== Exercise tasks ==
#1 In the turboexpander interview, what does Michael name as a crucial input when judging whether a turboexpander is feasible?
#2 Resume the turboexpander interview after its last sentence.

== Text excerpt ==
● ● ● ●

The thing about those kinds of projects is they require a certain scale. Most of the commercially viable electrolyzers that are currently being manufactured are small, relatively. I’m curious, can I source standard off the shelf solutions for this?
This being a turboexpander or an electric generator, and an electrolyzer, and the way to take that hydrogen into the gas stream. How quickly can something like that be sourced, or do they all have to be custom designed and engineered?
Michael: Short answer is there’s a little bit of customization required. The electrolyzers exist for the sizes that we’re talking about. I do want to talk more about electrolyzers and hydrogen because I think it’s such an exciting component of these turbo expander systems.
Before we go there, is it OK if I just bring up one other…
Russel: Yeah, sure.
Michael: …fact about behind the meter use case we were talking about before? When you think about the feasibility of a turboexpander, one of the crucial inputs is you need to add heat to the system. Just as the gas going through a pressure-regulating valve is going to have temperature loss, and there’s typically heaters at these sites, the same thing happens with a turboexpander.

● ● ● ●

== Recorded information ==
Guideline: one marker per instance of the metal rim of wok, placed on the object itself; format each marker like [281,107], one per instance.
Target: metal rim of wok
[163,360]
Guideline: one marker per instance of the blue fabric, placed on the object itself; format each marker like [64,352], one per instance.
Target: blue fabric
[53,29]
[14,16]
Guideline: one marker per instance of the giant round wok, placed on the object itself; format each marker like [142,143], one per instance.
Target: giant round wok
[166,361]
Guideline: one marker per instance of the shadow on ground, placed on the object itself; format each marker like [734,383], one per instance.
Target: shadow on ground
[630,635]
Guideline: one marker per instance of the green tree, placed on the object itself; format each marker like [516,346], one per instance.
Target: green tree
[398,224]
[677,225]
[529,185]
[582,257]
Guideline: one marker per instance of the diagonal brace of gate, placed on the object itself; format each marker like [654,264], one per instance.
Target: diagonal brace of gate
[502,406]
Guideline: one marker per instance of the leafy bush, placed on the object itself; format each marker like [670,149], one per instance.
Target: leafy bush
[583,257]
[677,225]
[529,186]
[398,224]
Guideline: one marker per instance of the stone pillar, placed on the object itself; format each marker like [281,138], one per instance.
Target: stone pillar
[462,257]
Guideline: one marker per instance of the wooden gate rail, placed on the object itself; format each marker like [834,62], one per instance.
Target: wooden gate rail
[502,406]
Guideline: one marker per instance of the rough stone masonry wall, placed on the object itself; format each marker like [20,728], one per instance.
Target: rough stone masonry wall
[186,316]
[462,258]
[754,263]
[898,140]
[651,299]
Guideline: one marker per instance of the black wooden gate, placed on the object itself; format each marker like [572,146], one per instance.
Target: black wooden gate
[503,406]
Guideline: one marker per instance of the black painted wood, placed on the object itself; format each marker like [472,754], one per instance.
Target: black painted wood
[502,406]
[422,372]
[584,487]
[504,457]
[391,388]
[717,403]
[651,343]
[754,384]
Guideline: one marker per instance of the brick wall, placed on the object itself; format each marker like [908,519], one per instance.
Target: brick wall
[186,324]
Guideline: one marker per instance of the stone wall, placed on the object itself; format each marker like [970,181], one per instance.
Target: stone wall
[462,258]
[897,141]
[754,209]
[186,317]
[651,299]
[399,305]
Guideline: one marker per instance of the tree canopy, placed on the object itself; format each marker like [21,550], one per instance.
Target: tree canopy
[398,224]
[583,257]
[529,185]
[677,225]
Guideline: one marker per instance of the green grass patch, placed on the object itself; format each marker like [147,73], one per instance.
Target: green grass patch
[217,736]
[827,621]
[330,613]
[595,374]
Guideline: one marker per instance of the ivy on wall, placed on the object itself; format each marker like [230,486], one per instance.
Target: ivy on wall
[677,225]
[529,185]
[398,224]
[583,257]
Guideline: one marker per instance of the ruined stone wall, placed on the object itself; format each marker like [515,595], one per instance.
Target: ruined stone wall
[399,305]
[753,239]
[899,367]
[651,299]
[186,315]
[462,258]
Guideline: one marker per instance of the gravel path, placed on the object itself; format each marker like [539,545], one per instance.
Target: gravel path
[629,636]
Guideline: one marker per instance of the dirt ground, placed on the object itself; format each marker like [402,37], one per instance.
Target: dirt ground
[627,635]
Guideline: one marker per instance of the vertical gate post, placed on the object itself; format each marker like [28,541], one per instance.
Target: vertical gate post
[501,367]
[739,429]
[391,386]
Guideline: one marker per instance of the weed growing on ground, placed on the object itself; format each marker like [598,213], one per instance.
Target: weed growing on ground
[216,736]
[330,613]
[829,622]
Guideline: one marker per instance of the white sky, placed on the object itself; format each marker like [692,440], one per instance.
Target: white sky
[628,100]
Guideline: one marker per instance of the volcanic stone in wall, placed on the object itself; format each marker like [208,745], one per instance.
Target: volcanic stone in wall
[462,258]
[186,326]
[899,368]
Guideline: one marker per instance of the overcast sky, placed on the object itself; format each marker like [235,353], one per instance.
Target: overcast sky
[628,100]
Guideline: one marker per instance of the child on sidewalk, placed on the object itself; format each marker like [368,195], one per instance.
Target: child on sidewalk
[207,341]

● ● ● ●

== Answers to each task ==
#1 Heat must be added to the system.

#2
You need to maintain the temperature in that pipeline so you don’t freeze the pipes downstream. Now, the benefit of pairing this technology with a distributed computing system and, for that matter, a hydrogen electrolyzer is the distributed computing system and the electrolyzer throw off a ton of waste heat.
What we have the ability to do is we have the ability to capture that waste heat off of those distributed computers, or electrolyzer, and use that in the gas stream. We actually use that in place of these big, inefficient CO2 emitting natural gas burning heaters.
Now, instead of taking gas and using them in a heater in your transmission process, you’re taking waste heat and you’re going to be able to offset the CO2 emissions and the cost of natural gas associated with those heaters.
Because it’s a waste heat application, the Inflation Reduction Act will qualify this entire system for a 30 percent federal investment tax credit, potentially more.
Russel: That starts to become pretty compelling. I’m going to talk like I know about this, and I’m really getting over my skis a bit here, but I know a fair amount about city gates. I’ve built a lot of them. I’ve not actually commissioned any, but I’ve done a lot of the metering around city gates. I’m really familiar with how they work and so forth.
What you tend to find is there’s pretty standard skid sets for a particular flow rate and pressure cut. There’s going to be a little variability around them, but they’re pretty standard. They’re pseudo off-the-shelf is what I’m driving at.
I would think that you could do the same thing with this system and come up with a pseudo off-the-shelf solution where the metering, the pressure regulation, the turboexpander, the power generation, and the ancillary equipment are all part of a skid-fabricated system.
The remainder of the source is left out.